- [AUFGABE 1]
Wähle aus den Datensätzen jede Zeile aus, die die Zeichenfolge „switch“ enthält. Dabei kommt es auf Groß- und Kleinschreibung an.

- [TEXTAUSZUG]
════════

31 Menschen starben nach ofiziellen Angaben, über 41 nach einer inoffiziellen Zählung, als es am Mittwoch vergangener Woche am zweiten Tag massiver Studentendemonstrationen zu Ausschreitungen randalierender Jugendlicher kam, die die Polizei blutig beendete. „Der Mob kam aus zwei Richtungen“, erinnert sich Yavan Abraham, der in Piazza Sofas verkauft. „Die Polizisten schossen in die Luft und rannten weg. Der Mob warf Steine auf die Polizisten. Dann kam Polizeiverstärkung“ – aber erst, nachdem schon eine Reihe von Geschäften verwüstet war. „Hier war das Silber drin“, sagt Souvenirladenbesitzer Sefe Selassie und zeigt traurig auf den kahlen roten Samt seiner zerbrochenen Vitrine. „Wir wissen noch nicht genau, wie hoch der Schaden ist. Wir zählen noch.“
Auch staatliche Behörden und Firmen waren Zielscheibe. Im Bildungsministerium gähnen leere Fensterhöhlen. Vor der Telefongesellschaft gab der Wachmann seine Waffe den Demonstranten, die Schäden in Millionenhöhe anrichteten.
Begonnen hatten die Proteste am 11. April, als Studenten gegen die Anwesenheit einer Polizeistation auf dem Universitätsgelände demonstrierten und über 40 beim nachfolgenden Polizeieinsatz verletzt wurden. Die Studenten traten in den Streik und lehnten ein Angebot der Regierung ab, den Polizeiposten irgendwann aufzulösen. Als das Bildungsministerium ihnen ein Ultimatum zur Rückkehr in die Hörsäle setzte, gingen sie am 17. und 18. April auf die Straße.

════════

- [AUFGABE 2]
Nenne alle Kalenderdaten mit Tag und Monat, die im Bericht über die Studentenproteste vorkommen.

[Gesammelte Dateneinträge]
════════

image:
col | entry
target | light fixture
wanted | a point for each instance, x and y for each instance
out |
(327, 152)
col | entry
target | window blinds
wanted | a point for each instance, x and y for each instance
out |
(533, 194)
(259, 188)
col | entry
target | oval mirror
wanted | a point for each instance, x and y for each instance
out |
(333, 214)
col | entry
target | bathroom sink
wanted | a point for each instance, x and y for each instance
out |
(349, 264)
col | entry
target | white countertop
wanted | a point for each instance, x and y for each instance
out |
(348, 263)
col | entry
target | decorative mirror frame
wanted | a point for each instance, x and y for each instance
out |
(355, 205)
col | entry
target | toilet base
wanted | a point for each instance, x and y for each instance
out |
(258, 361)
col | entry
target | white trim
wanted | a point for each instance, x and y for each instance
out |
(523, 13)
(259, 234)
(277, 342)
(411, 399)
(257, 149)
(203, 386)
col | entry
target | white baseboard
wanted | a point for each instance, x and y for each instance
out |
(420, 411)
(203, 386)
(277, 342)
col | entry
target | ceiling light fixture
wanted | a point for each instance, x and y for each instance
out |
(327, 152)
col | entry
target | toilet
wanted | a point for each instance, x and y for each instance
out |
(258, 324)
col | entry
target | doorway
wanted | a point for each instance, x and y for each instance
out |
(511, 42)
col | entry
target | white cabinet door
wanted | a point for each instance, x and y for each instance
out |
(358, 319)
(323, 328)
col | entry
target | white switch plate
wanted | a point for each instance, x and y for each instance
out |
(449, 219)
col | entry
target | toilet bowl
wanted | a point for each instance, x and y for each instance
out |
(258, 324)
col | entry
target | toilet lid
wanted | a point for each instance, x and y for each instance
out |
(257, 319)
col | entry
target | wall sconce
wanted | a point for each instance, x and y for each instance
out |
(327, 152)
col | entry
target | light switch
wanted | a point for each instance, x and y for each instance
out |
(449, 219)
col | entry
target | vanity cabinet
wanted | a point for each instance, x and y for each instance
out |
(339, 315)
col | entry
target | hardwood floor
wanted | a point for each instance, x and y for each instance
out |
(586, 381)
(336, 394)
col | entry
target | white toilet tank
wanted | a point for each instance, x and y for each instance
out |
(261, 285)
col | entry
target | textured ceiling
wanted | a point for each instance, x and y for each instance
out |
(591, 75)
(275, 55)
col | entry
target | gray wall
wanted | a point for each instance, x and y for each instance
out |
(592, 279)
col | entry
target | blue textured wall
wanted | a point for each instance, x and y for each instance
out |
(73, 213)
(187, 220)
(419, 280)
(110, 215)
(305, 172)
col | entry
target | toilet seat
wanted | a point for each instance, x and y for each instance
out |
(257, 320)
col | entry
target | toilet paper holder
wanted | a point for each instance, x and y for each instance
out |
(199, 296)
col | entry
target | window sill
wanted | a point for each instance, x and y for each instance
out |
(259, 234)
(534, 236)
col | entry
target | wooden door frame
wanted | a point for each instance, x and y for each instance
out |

════════

- [LÖSUNG 1]
target | white switch plate
target | light switch

- [LÖSUNG 2]
11. April, 17. April, 18. April